**WORK REQUIRED:**
Return the items below verbatim, starting at the line that contains "Please find every white cloud" and ending at the last line of the items.

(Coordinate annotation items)
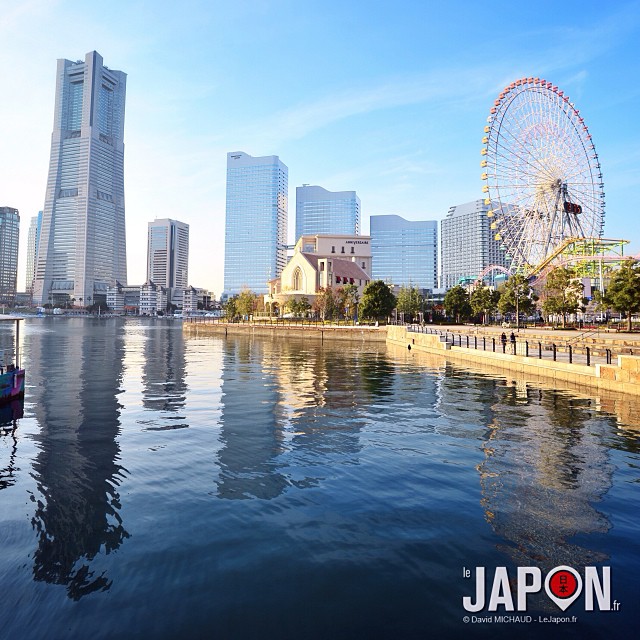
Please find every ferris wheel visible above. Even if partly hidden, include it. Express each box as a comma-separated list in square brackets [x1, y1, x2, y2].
[480, 78, 604, 273]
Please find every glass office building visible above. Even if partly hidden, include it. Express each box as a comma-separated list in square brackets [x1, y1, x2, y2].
[440, 200, 509, 289]
[34, 51, 127, 306]
[370, 215, 438, 289]
[147, 218, 189, 305]
[24, 211, 42, 295]
[0, 207, 20, 305]
[223, 151, 289, 297]
[296, 184, 360, 242]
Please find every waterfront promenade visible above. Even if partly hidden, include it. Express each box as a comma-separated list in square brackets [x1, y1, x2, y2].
[183, 319, 640, 396]
[387, 326, 640, 396]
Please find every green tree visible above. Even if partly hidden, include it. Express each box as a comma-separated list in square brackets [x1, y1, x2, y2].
[237, 289, 258, 316]
[313, 287, 336, 322]
[285, 296, 311, 318]
[222, 296, 238, 322]
[605, 259, 640, 331]
[443, 284, 471, 322]
[397, 285, 423, 320]
[542, 267, 584, 329]
[360, 280, 396, 320]
[341, 284, 360, 319]
[469, 282, 500, 324]
[498, 273, 537, 327]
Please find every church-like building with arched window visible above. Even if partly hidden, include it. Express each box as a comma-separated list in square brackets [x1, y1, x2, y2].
[264, 235, 371, 315]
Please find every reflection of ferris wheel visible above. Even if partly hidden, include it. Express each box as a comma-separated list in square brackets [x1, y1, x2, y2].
[481, 78, 604, 272]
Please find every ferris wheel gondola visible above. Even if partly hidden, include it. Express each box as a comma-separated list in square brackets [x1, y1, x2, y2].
[480, 78, 604, 273]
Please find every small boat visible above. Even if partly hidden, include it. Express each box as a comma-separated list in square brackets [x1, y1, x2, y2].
[0, 315, 25, 405]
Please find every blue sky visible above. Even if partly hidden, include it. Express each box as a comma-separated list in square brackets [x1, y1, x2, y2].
[0, 0, 640, 295]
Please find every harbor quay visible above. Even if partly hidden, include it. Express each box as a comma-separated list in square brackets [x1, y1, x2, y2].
[387, 326, 640, 396]
[183, 319, 640, 396]
[182, 318, 387, 343]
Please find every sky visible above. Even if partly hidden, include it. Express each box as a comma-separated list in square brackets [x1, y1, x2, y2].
[0, 0, 640, 297]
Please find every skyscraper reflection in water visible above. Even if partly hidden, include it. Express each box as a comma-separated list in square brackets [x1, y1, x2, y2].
[439, 367, 613, 571]
[28, 319, 129, 600]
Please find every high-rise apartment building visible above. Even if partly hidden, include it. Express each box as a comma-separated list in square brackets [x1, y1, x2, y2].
[34, 51, 127, 306]
[370, 215, 438, 289]
[0, 207, 20, 304]
[147, 218, 189, 298]
[440, 200, 508, 289]
[224, 151, 289, 295]
[296, 184, 360, 242]
[24, 211, 42, 295]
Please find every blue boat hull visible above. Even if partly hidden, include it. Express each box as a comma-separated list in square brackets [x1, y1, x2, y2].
[0, 369, 24, 404]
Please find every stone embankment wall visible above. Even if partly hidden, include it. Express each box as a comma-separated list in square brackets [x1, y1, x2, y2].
[387, 326, 640, 395]
[183, 322, 387, 343]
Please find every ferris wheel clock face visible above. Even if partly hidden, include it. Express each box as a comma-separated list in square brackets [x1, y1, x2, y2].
[480, 78, 604, 272]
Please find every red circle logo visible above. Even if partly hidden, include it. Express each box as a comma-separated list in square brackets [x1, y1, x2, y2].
[549, 569, 578, 600]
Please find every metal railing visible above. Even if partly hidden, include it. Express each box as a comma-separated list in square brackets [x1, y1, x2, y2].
[407, 325, 614, 367]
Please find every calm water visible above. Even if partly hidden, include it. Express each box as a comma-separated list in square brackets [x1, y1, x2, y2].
[0, 318, 640, 639]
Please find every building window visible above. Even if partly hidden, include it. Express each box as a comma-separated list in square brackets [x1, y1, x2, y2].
[293, 268, 302, 291]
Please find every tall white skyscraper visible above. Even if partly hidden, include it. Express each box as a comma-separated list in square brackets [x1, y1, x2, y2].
[0, 207, 20, 304]
[24, 211, 42, 295]
[34, 51, 127, 306]
[440, 200, 509, 289]
[224, 151, 289, 295]
[296, 184, 360, 242]
[369, 215, 438, 289]
[147, 218, 189, 294]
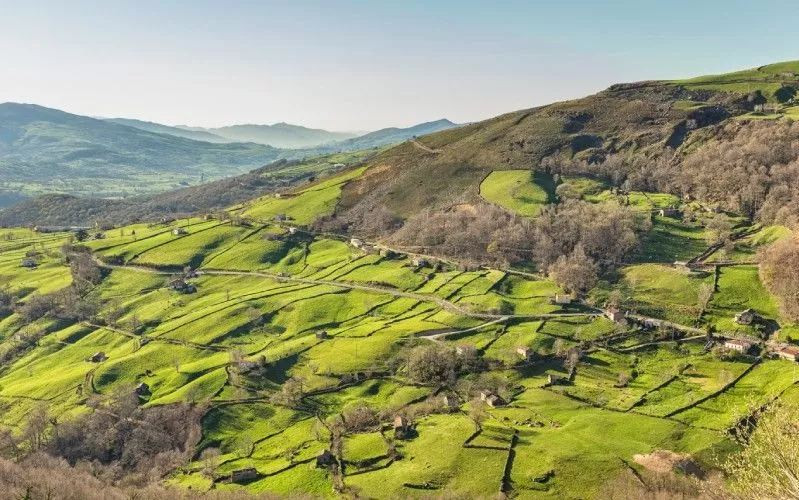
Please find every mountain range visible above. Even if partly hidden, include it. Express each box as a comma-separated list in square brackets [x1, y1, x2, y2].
[0, 103, 454, 206]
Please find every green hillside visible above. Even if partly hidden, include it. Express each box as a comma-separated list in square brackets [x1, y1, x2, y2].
[0, 103, 294, 197]
[0, 60, 799, 499]
[0, 155, 799, 498]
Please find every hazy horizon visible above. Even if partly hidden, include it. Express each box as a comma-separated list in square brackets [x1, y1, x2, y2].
[0, 0, 799, 132]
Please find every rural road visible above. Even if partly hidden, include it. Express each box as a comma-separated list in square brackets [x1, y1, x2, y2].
[93, 256, 597, 320]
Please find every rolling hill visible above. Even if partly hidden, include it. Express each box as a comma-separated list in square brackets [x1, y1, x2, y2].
[0, 59, 799, 499]
[186, 123, 356, 149]
[0, 103, 302, 197]
[103, 118, 230, 143]
[332, 118, 459, 150]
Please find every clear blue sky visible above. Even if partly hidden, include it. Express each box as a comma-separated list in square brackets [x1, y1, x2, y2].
[0, 0, 799, 130]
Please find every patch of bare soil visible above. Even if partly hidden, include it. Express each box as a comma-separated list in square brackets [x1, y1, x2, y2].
[633, 450, 704, 478]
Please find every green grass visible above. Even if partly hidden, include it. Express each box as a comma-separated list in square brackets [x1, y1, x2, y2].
[671, 61, 799, 102]
[0, 208, 797, 498]
[622, 264, 713, 325]
[480, 170, 550, 217]
[707, 266, 779, 333]
[636, 216, 707, 264]
[240, 167, 366, 225]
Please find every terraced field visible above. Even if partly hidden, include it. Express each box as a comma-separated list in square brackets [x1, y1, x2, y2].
[0, 166, 799, 498]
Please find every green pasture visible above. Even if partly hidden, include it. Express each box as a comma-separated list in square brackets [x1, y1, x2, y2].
[480, 170, 550, 217]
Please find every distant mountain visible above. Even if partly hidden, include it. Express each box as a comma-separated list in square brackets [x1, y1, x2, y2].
[103, 118, 230, 144]
[0, 103, 462, 207]
[332, 119, 459, 151]
[183, 123, 356, 149]
[0, 151, 376, 227]
[0, 103, 296, 197]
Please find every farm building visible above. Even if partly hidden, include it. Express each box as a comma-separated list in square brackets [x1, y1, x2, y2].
[134, 382, 150, 396]
[441, 393, 461, 410]
[658, 207, 682, 219]
[89, 351, 108, 363]
[394, 415, 411, 439]
[455, 344, 476, 356]
[550, 293, 574, 306]
[378, 247, 397, 259]
[19, 258, 38, 269]
[480, 391, 507, 408]
[316, 450, 338, 469]
[641, 318, 663, 330]
[735, 309, 760, 325]
[774, 345, 799, 361]
[169, 278, 197, 293]
[605, 307, 627, 323]
[724, 339, 754, 354]
[237, 361, 261, 373]
[230, 467, 258, 483]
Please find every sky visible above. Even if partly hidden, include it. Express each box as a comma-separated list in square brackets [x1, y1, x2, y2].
[0, 0, 799, 131]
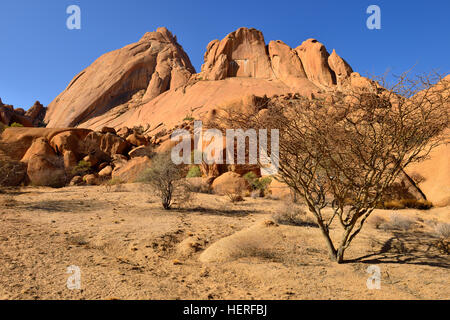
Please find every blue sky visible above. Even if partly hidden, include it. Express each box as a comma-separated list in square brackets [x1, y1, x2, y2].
[0, 0, 450, 109]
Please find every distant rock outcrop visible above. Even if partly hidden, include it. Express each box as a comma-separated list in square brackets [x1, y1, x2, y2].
[0, 99, 35, 127]
[45, 28, 352, 135]
[45, 28, 195, 127]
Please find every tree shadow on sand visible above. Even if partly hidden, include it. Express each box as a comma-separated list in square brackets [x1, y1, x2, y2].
[345, 232, 450, 269]
[18, 199, 108, 213]
[172, 207, 264, 217]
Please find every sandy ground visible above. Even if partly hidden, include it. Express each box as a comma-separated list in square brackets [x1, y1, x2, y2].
[0, 184, 450, 299]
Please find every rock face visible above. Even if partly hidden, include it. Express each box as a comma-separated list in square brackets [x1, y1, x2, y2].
[0, 128, 151, 187]
[0, 99, 33, 127]
[25, 101, 47, 127]
[328, 49, 353, 86]
[45, 28, 195, 127]
[45, 28, 351, 132]
[202, 28, 273, 80]
[22, 138, 66, 187]
[295, 39, 336, 87]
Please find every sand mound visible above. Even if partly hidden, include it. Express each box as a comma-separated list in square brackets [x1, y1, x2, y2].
[200, 221, 283, 263]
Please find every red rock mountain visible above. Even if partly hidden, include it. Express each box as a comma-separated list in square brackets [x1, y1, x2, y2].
[45, 28, 360, 132]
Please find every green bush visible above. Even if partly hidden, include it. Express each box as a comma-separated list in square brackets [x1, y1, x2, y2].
[244, 171, 272, 192]
[186, 166, 202, 178]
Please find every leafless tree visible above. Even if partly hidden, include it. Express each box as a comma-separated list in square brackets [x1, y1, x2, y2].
[210, 74, 450, 263]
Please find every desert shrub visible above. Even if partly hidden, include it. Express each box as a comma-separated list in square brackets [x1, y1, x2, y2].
[369, 216, 386, 229]
[186, 166, 202, 178]
[187, 177, 212, 194]
[272, 201, 317, 226]
[244, 171, 272, 197]
[103, 177, 124, 192]
[384, 213, 415, 231]
[183, 114, 195, 121]
[379, 199, 433, 210]
[214, 73, 450, 263]
[72, 160, 92, 176]
[434, 223, 450, 239]
[10, 122, 23, 128]
[139, 152, 191, 210]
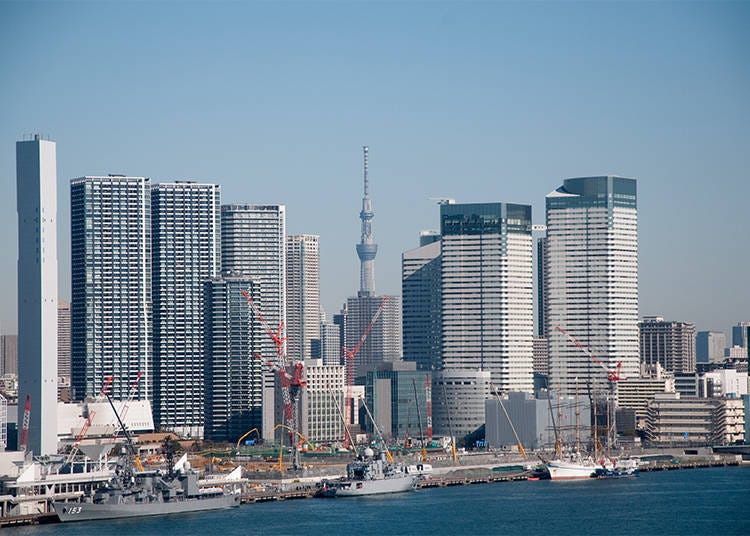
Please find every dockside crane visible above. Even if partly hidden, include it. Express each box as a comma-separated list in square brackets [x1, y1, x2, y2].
[418, 378, 427, 462]
[101, 376, 143, 472]
[341, 296, 390, 447]
[19, 394, 31, 452]
[490, 384, 528, 460]
[65, 376, 116, 464]
[241, 290, 306, 469]
[555, 326, 627, 449]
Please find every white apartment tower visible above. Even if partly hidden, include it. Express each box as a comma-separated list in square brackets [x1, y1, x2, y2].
[151, 181, 221, 437]
[16, 135, 57, 456]
[440, 203, 534, 392]
[221, 204, 286, 439]
[544, 176, 640, 396]
[70, 175, 153, 401]
[286, 235, 320, 361]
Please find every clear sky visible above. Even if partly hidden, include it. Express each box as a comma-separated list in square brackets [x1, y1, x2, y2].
[0, 1, 750, 340]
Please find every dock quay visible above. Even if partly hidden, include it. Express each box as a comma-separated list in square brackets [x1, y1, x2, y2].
[0, 456, 740, 528]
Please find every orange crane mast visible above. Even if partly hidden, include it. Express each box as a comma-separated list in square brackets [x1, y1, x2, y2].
[341, 296, 390, 447]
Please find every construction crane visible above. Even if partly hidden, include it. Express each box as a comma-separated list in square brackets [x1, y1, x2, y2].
[19, 394, 31, 452]
[555, 326, 627, 449]
[65, 376, 112, 464]
[241, 290, 306, 469]
[101, 376, 143, 472]
[362, 400, 393, 463]
[411, 378, 427, 462]
[424, 374, 432, 441]
[341, 296, 390, 447]
[490, 384, 528, 460]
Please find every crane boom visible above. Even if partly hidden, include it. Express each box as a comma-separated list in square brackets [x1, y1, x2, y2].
[342, 296, 390, 446]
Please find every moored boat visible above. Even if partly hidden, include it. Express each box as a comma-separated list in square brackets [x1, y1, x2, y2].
[547, 456, 597, 480]
[317, 448, 419, 497]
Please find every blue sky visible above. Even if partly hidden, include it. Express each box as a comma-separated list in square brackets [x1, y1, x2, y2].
[0, 2, 750, 333]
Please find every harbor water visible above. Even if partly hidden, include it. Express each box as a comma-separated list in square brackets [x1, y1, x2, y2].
[11, 466, 750, 536]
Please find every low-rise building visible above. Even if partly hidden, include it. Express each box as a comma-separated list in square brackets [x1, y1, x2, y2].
[485, 392, 591, 450]
[432, 369, 490, 439]
[365, 361, 432, 438]
[617, 362, 675, 429]
[646, 393, 745, 446]
[300, 359, 346, 443]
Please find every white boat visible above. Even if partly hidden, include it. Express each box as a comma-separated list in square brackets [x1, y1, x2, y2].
[318, 449, 419, 497]
[547, 456, 597, 480]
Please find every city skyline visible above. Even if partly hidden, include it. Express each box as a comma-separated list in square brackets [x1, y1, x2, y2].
[0, 3, 750, 334]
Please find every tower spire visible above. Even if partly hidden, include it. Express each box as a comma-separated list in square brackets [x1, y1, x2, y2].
[357, 145, 378, 296]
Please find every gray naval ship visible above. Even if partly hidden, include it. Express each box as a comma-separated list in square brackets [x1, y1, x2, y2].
[52, 465, 240, 523]
[52, 382, 241, 523]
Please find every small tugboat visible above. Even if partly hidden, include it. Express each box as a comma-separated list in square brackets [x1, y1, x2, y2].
[594, 458, 640, 478]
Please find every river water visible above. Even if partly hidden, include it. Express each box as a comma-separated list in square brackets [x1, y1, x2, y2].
[13, 466, 750, 536]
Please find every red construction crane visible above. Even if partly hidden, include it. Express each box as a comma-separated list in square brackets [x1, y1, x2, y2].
[555, 326, 627, 450]
[241, 290, 306, 469]
[20, 395, 31, 452]
[424, 374, 432, 442]
[555, 326, 627, 388]
[65, 376, 116, 464]
[341, 296, 390, 447]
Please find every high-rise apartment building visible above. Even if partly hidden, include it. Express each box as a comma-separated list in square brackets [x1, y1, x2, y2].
[70, 175, 153, 400]
[695, 331, 727, 363]
[286, 235, 320, 361]
[440, 203, 534, 392]
[532, 337, 549, 376]
[300, 359, 345, 443]
[151, 182, 221, 437]
[221, 204, 286, 440]
[544, 176, 640, 396]
[0, 335, 18, 375]
[16, 135, 58, 455]
[365, 361, 432, 439]
[638, 316, 695, 372]
[57, 300, 70, 402]
[203, 272, 267, 442]
[57, 300, 70, 380]
[401, 235, 441, 370]
[732, 322, 750, 355]
[536, 236, 548, 339]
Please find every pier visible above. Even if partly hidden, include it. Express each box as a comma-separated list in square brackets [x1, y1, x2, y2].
[0, 457, 740, 528]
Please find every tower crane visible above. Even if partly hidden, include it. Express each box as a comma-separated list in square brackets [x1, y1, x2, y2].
[341, 296, 390, 447]
[19, 394, 31, 452]
[555, 326, 627, 449]
[111, 372, 143, 440]
[65, 376, 117, 464]
[241, 290, 306, 469]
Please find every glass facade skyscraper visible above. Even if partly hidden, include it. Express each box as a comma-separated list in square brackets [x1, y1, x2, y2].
[286, 235, 320, 361]
[203, 272, 267, 442]
[544, 176, 640, 396]
[221, 204, 286, 440]
[151, 182, 221, 437]
[70, 175, 153, 401]
[16, 135, 57, 455]
[440, 203, 534, 392]
[401, 235, 441, 370]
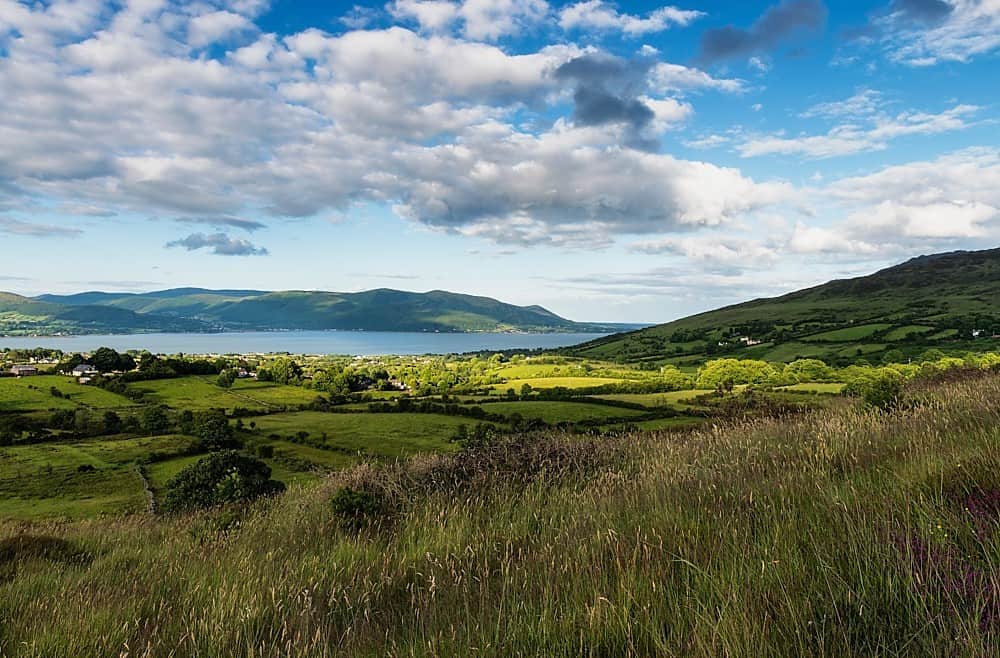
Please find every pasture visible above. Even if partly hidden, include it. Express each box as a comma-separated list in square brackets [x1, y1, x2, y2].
[0, 375, 135, 412]
[481, 400, 642, 424]
[253, 411, 468, 458]
[493, 377, 625, 393]
[129, 376, 318, 411]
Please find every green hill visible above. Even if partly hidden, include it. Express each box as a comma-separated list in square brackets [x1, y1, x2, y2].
[568, 249, 1000, 364]
[27, 288, 608, 332]
[0, 292, 209, 335]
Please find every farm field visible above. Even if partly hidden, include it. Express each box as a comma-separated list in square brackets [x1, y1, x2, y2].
[481, 401, 642, 423]
[885, 324, 934, 341]
[594, 389, 713, 409]
[802, 323, 892, 343]
[778, 382, 844, 394]
[0, 375, 135, 412]
[493, 377, 625, 392]
[129, 376, 316, 411]
[254, 411, 468, 457]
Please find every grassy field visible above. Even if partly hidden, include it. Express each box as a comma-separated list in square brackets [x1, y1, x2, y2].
[0, 377, 1000, 658]
[255, 411, 468, 457]
[803, 323, 892, 343]
[596, 389, 713, 409]
[885, 324, 934, 341]
[0, 435, 193, 519]
[482, 401, 642, 423]
[778, 382, 844, 393]
[493, 377, 624, 392]
[129, 376, 317, 410]
[0, 375, 134, 411]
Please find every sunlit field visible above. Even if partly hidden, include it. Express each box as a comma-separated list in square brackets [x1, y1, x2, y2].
[0, 375, 1000, 656]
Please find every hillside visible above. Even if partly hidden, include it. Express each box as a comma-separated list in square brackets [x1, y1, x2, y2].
[0, 375, 1000, 658]
[23, 288, 619, 332]
[568, 249, 1000, 364]
[0, 292, 209, 335]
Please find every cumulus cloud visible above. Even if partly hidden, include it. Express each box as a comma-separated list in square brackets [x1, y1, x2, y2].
[0, 217, 83, 238]
[738, 97, 980, 158]
[821, 149, 1000, 252]
[649, 62, 745, 94]
[877, 0, 1000, 66]
[889, 0, 955, 23]
[177, 215, 267, 232]
[701, 0, 827, 62]
[0, 0, 790, 253]
[559, 0, 705, 37]
[166, 233, 267, 256]
[799, 89, 883, 119]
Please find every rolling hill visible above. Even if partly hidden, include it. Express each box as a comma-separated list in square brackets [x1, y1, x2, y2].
[566, 249, 1000, 365]
[15, 288, 622, 333]
[0, 292, 210, 335]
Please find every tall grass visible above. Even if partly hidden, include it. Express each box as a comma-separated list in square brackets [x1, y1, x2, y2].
[0, 376, 1000, 658]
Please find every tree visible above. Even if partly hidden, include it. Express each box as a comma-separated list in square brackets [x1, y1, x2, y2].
[698, 359, 778, 389]
[90, 347, 135, 373]
[194, 411, 235, 450]
[785, 359, 833, 383]
[215, 368, 236, 388]
[139, 406, 170, 436]
[266, 356, 302, 384]
[162, 450, 285, 512]
[101, 411, 122, 434]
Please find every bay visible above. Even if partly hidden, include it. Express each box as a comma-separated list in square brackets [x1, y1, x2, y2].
[0, 331, 609, 356]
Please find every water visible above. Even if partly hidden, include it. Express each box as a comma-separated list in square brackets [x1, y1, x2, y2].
[0, 331, 608, 355]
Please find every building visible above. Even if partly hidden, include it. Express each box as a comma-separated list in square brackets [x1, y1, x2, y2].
[71, 363, 99, 377]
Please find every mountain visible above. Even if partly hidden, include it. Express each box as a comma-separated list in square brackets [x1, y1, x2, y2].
[17, 288, 623, 333]
[566, 249, 1000, 365]
[0, 292, 210, 336]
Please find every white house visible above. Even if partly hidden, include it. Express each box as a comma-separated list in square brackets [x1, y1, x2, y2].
[72, 363, 99, 377]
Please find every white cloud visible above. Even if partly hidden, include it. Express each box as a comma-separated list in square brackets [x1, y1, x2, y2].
[389, 0, 459, 32]
[559, 0, 705, 37]
[0, 0, 791, 250]
[629, 234, 781, 267]
[886, 0, 1000, 66]
[459, 0, 549, 41]
[649, 62, 745, 93]
[188, 11, 257, 48]
[738, 101, 980, 158]
[820, 149, 1000, 251]
[799, 89, 884, 119]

**TASK OUTPUT:**
Please find every white cloud visible above. Even if partly hidden, include it. Express each box as a comma-separated list in square brackets [x1, y1, x2, y2].
[389, 0, 459, 32]
[559, 0, 705, 37]
[0, 0, 791, 250]
[629, 234, 781, 267]
[886, 0, 1000, 66]
[459, 0, 549, 41]
[649, 62, 745, 93]
[188, 11, 257, 48]
[738, 101, 980, 158]
[820, 149, 1000, 251]
[799, 89, 884, 119]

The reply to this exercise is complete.